_Passage provided_.
------------

Under California law, a claim of wrongful foreclosure must allege that: (1) the trustee or mortgagee caused an illegal, fraudulent, or willfully oppressive sale of real property pursuant to a power of sale in a mortgage or deed of trust, (2) the party contesting the sale (usually but not always the trustor or mortgagor) was prejudiced or harmed, and (3) in cases where the trustor or mortgagor challenges the sale, the trustor or mortgagor tendered the amount of the secured indebtedness or was excused from doing so. Miles v. Deutsche Bank Nat'l Tr. Co., 236 Cal.App.4th 394, 408 (2015) (citing Lona v. Citibank, N.A., 202 Cal.App.4th 89, 104 (2011)). “The first element may be satisfied by allegations that (1) the trustee or beneficiary failed to comply with the statutory procedural requirements for the notice or conduct of the sale; (2) the trustee did not have the power to foreclose; (3) the trustor was not in default, no breach had occurred, or the lender waived the breach; or (4) the deed of trust was void.” West v. JPMorgan Chase Bank, N.A, 214 Cal.App.4th 780, 800 (2013); Cardenas v. Caliber Home Loans, Inc., 281 F.Supp.3d 862, 872 (N.D. Cal. 2017).
Defendants first argue Plaintiff's wrongful foreclosure claim must be dismissed under Federal Rule of Civil Procedure 12(b)(1) because the claim is moot. (Doc. 20 at 14-15). Defendants contend the trustee's sale has been rescinded and the purchase funds have been returned to the purchaser. Id. at 15. In opposition, Plaintiff avers that the damages incurred by the wrongful foreclosure are ongoing because Defendant has not rescinded the foreclosure notice. (Doc. 22 at 17-18) (citing California Civil Code § 2924.11).
Under California Civil Code § 2924.12, “[]f a trustee's deed upon sale has not been recorded, a borrower may bring an action for injunctive relief to enjoin a material violation of Sections 2923.55, 2923.6, 2923.7, 2924.9, 2924.10, 2924.11, or 2924.17.” Cal. Civ. Code § 2924.12(a)(1) (emphasis added). “After a trustee's deed upon sale has been recorded, a mortgage servicer, mortgagee, trustee, beneficiary, or authorized agent shall be liable to a borrower for actual economic damages” if it has violated those same statutory provisions. Id. § 2924.12(b). “In other words, if a notice of sale has not yet been recorded, a plaintiff is limited to injunctive relief. By contrast, if the notice of sale has already been recorded, a plaintiff may seek monetary damages.” Taylor v. Citimortgage, Inc., No. 1:17-cv-01231-DAD-JLT, 2018 WL 3770532, at *3 (E.D. Cal. Aug. 8, 2018) (citing Jent v. N. Tr. Corp., No. 2:13-1684 WBS CKD, 2014 WL 172542, at *4 (E.D. Cal. Jan. 15, 2014)).

------------

_Provided records_.

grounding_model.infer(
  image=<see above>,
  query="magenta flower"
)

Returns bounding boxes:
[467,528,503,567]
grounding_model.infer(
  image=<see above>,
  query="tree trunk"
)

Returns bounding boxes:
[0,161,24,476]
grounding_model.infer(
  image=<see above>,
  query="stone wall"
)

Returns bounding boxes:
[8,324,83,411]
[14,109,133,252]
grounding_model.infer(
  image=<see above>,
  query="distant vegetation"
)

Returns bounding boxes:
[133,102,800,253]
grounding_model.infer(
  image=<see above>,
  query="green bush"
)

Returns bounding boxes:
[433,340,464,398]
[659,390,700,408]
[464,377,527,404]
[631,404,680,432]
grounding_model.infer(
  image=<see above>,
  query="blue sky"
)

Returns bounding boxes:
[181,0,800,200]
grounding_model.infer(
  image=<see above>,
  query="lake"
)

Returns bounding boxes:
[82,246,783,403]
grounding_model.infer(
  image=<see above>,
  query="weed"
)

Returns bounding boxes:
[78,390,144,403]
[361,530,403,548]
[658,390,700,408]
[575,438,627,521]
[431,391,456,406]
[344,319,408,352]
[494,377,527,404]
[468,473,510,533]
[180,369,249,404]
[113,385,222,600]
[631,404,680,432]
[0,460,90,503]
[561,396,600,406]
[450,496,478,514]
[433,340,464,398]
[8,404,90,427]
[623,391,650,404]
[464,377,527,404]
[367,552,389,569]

------------

_Work to complete_.
A - In the passage on wrongful foreclosure, under which Federal Rule of Civil Procedure do Defendants first argue the claim must be dismissed?
B - Transcribe the passage on wrongful foreclosure from "Defendants first argue" up to and including "Code § 2924.11).".
The entries have no connection to the passage on wrongful foreclosure.

_Set of answers_.
A - Rule 12(b)(1)

B -
Defendants first argue Plaintiff's wrongful foreclosure claim must be dismissed under Federal Rule of Civil Procedure 12(b)(1) because the claim is moot. (Doc. 20 at 14-15). Defendants contend the trustee's sale has been rescinded and the purchase funds have been returned to the purchaser. Id. at 15. In opposition, Plaintiff avers that the damages incurred by the wrongful foreclosure are ongoing because Defendant has not rescinded the foreclosure notice. (Doc. 22 at 17-18) (citing California Civil Code § 2924.11).